• What is required: Print each of the following items verbatim, with every line and coordinate left unchanged.

• Supplied records:
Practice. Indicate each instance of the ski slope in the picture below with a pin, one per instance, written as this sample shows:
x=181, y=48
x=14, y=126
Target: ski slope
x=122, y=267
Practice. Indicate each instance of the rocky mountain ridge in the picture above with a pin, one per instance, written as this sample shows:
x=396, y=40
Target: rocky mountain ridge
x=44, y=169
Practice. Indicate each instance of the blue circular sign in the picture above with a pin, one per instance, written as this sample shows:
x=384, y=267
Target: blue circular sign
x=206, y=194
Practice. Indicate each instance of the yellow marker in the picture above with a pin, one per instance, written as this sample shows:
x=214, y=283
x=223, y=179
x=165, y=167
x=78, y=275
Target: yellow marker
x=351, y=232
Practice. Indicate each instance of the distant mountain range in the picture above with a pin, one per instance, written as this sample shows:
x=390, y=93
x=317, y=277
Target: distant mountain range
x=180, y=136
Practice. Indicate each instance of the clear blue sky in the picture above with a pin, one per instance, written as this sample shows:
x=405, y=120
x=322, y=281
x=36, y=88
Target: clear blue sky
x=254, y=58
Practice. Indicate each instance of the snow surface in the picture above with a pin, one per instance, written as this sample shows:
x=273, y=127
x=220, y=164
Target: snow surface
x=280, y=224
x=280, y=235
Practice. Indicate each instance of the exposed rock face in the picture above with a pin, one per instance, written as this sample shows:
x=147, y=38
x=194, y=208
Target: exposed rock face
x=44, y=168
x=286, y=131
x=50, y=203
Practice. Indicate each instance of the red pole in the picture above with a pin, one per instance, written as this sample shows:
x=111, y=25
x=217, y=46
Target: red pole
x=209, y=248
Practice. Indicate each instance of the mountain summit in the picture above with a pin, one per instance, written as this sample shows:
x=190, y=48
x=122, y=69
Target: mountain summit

• Worked answer:
Practice. Indicate each instance of the ski slope in the picture below with a pin, one per instance, written as this sample shows:
x=181, y=48
x=14, y=126
Target: ski slope
x=122, y=267
Practice. Indicate each instance of the rocky mountain ridge in the picture above with a pin, one per instance, written as this sample shows:
x=396, y=40
Target: rocky mountain ridge
x=44, y=169
Practice. Indicate each instance of the blue circular sign in the picture above with a pin, one per instance, written as this sample shows:
x=384, y=267
Target: blue circular sign
x=206, y=194
Practice. Indicate each instance of the yellow marker in the picture above with a pin, one per instance, written as this sample shows:
x=214, y=283
x=223, y=179
x=165, y=167
x=78, y=275
Target: yellow marker
x=351, y=232
Practice. Indicate each instance of the distant mountain range in the picture above with a pin, one per instance, written as this sample shows:
x=390, y=93
x=317, y=277
Target: distant mountain range
x=180, y=136
Practice. Indicate each instance of the clear blue sky in the picture above with a pin, one per instance, written as this sample shows:
x=405, y=120
x=322, y=281
x=36, y=88
Target: clear blue sky
x=254, y=58
Practice. Indicate each instance of the snow surface in the picture above with a pin, one per instance, written as this sample shows:
x=273, y=127
x=220, y=164
Target: snow surface
x=280, y=224
x=280, y=235
Practice. Indicate each instance of the exposed rock face in the picture above with a pin, one per instance, written as this sample shows:
x=147, y=38
x=194, y=208
Target: exposed rock face
x=44, y=168
x=286, y=131
x=50, y=203
Practice. Indicate each instance of the red pole in the picture above with a pin, one per instance, written as this sample shows:
x=111, y=25
x=217, y=46
Target: red pole
x=209, y=248
Practice. Indicate each instance of the mountain summit in the picture above with a pin, one per instance, written as this sample shows:
x=190, y=48
x=122, y=69
Target: mountain summit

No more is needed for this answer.